#### Quoted passage
++++++

As another example, the computer-readable media disclosed herein may be implemented using magnetic or optical technology. In such implementations, the software presented herein may transform the physical state of magnetic or optical media, when the software is encoded therein. These transformations may include altering the magnetic characteristics of particular locations within given magnetic media. These transformations also may include altering the physical features or characteristics of particular locations within given optical media, to change the optical characteristics of those locations. Other transformations of physical media are possible without departing from the scope and spirit of the present description, with the foregoing examples provided only to facilitate this discussion.
In light of the above, it should be appreciated that many types of physical transformations take place in the computer architecture 500 in order to store and execute the software components presented herein. It also should be appreciated that the computer architecture 500 may include other types of computing devices, including hand-held computers, embedded computer systems, personal digital assistants, and other types of computing devices known to those skilled in the art. It is also contemplated that the computer architecture 500 may not include all of the components shown in FIG. 5, may include other components that are not explicitly shown in FIG. 5, or may utilize an architecture completely different than that shown in FIG. 5.
FIG. 6 depicts an illustrative distributed computing environment 600 capable of executing the software components described herein for trust delegation. Thus, the distributed computing environment 600 illustrated in FIG. 6 can be utilized to execute many aspects of the software components presented herein. For example, the distributed computing environment 600 can be utilized to execute one or more aspects of the software components described herein.
According to various implementations, the distributed computing environment 600 includes a computing environment 602 operating on, in communication with, or as part of the network 604. The network 604 may be or may include the network 556, described above. The network 604 also can include various access networks. One or more client devices 606A-806N (hereinafter referred to collectively and/or generically as “clients 606”) can communicate with the computing environment 602 via the network 604 and/or other connections (not illustrated in FIG. 6). In one illustrated configuration, the clients 606 include a computing device 606A, such as a laptop computer, a desktop computer, or other computing device; a slate or tablet computing device (“tablet computing device”) 606B; a mobile computing device 606C such as a mobile telephone, a smart phone, an on-board computer, or other mobile computing device; a server computer 606D; and/or other devices 606N, which can include a hardware security module. It should be understood that any number of devices 606 can communicate with the computing environment 602. Two example computing architectures for the devices 606 are illustrated and described herein with reference to FIGS. 5 and 7. It should be understood that the illustrated devices 606 and computing architectures illustrated and described herein are illustrative only and should not be construed as being limited in any way.

++++++

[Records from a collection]
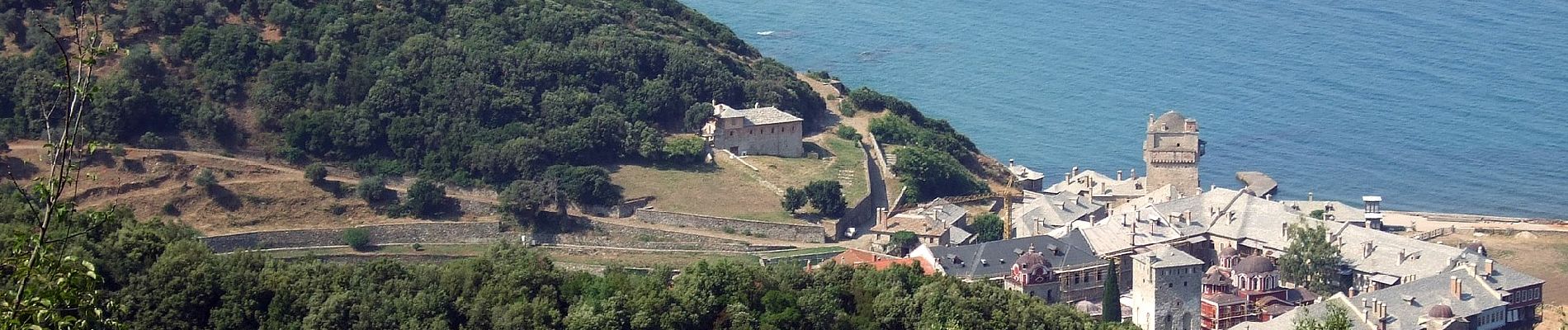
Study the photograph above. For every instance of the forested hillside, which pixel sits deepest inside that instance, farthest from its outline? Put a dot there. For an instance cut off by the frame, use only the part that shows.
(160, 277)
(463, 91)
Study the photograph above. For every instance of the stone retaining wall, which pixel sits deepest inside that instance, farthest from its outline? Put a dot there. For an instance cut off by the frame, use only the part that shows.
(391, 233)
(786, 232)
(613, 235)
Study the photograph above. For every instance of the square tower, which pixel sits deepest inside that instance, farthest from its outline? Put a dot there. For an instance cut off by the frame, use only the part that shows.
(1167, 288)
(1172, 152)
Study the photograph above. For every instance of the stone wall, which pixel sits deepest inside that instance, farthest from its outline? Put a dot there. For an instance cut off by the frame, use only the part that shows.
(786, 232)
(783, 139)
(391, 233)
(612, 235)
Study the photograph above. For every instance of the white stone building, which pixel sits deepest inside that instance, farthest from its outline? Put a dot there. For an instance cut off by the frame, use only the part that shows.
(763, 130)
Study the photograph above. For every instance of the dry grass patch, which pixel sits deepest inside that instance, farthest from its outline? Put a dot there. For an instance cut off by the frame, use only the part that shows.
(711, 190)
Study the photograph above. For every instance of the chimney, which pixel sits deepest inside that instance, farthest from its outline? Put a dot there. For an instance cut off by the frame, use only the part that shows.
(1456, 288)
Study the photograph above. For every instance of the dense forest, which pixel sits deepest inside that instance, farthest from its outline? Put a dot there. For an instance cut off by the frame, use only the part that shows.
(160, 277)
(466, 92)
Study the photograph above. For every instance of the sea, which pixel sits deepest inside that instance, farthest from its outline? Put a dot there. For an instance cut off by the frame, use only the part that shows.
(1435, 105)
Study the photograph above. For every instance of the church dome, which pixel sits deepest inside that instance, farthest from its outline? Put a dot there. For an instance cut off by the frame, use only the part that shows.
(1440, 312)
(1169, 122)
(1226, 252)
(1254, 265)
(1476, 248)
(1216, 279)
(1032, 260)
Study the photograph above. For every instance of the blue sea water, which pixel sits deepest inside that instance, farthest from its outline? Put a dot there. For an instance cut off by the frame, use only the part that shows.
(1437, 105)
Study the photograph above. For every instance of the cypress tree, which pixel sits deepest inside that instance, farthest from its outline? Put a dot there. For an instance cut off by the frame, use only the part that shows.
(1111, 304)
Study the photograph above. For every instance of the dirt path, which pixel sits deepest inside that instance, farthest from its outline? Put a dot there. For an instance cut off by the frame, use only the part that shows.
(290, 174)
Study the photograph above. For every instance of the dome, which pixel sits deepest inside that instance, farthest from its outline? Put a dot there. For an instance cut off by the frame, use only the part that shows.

++++++

#### Request A
Answer these about the passage on computing environments:
(i) What may the software alter in particular locations within given magnetic media?
(ii) Which network may the network 604 be or include?
(iii) Which figures show the two example computing architectures for the devices 606?
#### Request B
Retype the part of the passage on computing environments that starts with "As another example, the" and goes on through "facilitate this discussion.".

#### Complete response A
(i) The magnetic characteristics of those locations.
(ii) The network 556.
(iii) FIGS. 5 and 7.

#### Complete response B
As another example, the computer-readable media disclosed herein may be implemented using magnetic or optical technology. In such implementations, the software presented herein may transform the physical state of magnetic or optical media, when the software is encoded therein. These transformations may include altering the magnetic characteristics of particular locations within given magnetic media. These transformations also may include altering the physical features or characteristics of particular locations within given optical media, to change the optical characteristics of those locations. Other transformations of physical media are possible without departing from the scope and spirit of the present description, with the foregoing examples provided only to facilitate this discussion.